● Задания к выполнению:
1. Какой русский грамматический термин, согласно замечанию П. С. Кузнецова, приведенному в тексте о грамматике в лингвистических традициях, является единственным исконным?
2. Перепишите дословно часть текста о грамматике в лингвистических традициях: начните со слов, содержащих «В античности слово», и закончите после «сразу несколько языковедов.».

● Фрагмент текста:

ГРАММАТИКА В ЛИНГВИСТИЧЕСКИХ ТРАДИЦИЯХ

Выше уже говорилось, что грамматика занимала разное место в лингвистических традициях, а в китайской ее не было совсем, если не считать описания «пустых слов». Однако во всех традициях существовало представление о некоторой первичной значимой единице, помещаемой в словари и занимающей центральное место в грамматическом описании- В русском языке соответствующая единица называется словом. Как отмечал П. С. Кузнецов, из всех русских грамматических терминов только термин «слово» исконен, остальные — либо заимствования, либо кальки. Также и у других народов соответствующее слову понятие появляется очень рано, задолго до появления лингвистической традиции,

В античности слово являлось первичной и по сути неопределяемой единицей анализа. Критерии членения текста на слова не были выработаны не только в античной и средневековой европейской традиции, но и в выросшей из нее языковедной науке вплоть до начала XX в. Слово для александрийцев и для их продолжателей было заранее известной данностью, с которой затем проводились те или иные операции. Слова классифицировали по частям речи, изучалось словоизменение, в то же время слова толковали и заносили в словари. Все было основано на слове, при этом вопрос о том, что такое слово, перед наукой о языке не стоял вплоть до самого конца XIX в. и начала XX в., когда его в разных странах поставили сразу несколько языковедов.

● Фрагменты данных об ограничивающих рамках:
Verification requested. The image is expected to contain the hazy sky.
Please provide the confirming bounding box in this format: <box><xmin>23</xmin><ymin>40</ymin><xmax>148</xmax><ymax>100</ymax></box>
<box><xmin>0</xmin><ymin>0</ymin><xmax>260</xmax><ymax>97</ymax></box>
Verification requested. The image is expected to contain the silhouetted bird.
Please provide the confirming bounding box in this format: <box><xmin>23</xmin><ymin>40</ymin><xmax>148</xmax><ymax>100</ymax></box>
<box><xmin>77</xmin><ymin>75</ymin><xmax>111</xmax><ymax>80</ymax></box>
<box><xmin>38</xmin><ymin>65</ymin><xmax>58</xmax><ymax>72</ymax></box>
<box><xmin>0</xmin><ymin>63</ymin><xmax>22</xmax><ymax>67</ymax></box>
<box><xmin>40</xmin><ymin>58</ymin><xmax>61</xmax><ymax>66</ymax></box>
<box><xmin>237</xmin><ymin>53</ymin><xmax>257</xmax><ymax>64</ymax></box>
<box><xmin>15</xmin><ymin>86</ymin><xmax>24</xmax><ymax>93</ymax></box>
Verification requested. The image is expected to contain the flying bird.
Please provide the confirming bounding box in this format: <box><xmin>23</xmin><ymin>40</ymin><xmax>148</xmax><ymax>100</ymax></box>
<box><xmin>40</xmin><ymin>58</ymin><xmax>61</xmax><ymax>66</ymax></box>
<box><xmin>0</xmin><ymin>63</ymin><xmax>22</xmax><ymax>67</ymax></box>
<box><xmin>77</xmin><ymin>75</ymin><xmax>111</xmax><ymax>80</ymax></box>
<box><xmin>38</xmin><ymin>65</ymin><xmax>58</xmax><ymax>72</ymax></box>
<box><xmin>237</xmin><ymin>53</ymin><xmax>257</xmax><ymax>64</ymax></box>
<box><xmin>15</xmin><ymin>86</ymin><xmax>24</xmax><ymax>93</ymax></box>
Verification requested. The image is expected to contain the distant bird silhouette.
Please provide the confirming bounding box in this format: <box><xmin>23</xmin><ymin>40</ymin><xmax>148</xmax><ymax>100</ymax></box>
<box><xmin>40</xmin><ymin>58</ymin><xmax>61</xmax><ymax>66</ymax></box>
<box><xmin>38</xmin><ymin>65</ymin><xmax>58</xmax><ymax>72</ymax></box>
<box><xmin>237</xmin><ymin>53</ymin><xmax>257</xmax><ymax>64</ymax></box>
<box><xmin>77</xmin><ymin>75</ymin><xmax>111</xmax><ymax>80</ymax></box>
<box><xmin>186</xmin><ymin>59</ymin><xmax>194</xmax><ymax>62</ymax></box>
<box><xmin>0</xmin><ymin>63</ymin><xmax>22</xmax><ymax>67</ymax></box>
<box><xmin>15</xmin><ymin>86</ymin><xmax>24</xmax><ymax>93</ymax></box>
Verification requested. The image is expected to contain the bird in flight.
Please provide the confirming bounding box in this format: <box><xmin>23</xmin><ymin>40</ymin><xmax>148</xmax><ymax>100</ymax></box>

● Ответы:
1. Термин «слово».

2.
В античности слово являлось первичной и по сути неопределяемой единицей анализа. Критерии членения текста на слова не были выработаны не только в античной и средневековой европейской традиции, но и в выросшей из нее языковедной науке вплоть до начала XX в. Слово для александрийцев и для их продолжателей было заранее известной данностью, с которой затем проводились те или иные операции. Слова классифицировали по частям речи, изучалось словоизменение, в то же время слова толковали и заносили в словари. Все было основано на слове, при этом вопрос о том, что такое слово, перед наукой о языке не стоял вплоть до самого конца XIX в. и начала XX в., когда его в разных странах поставили сразу несколько языковедов.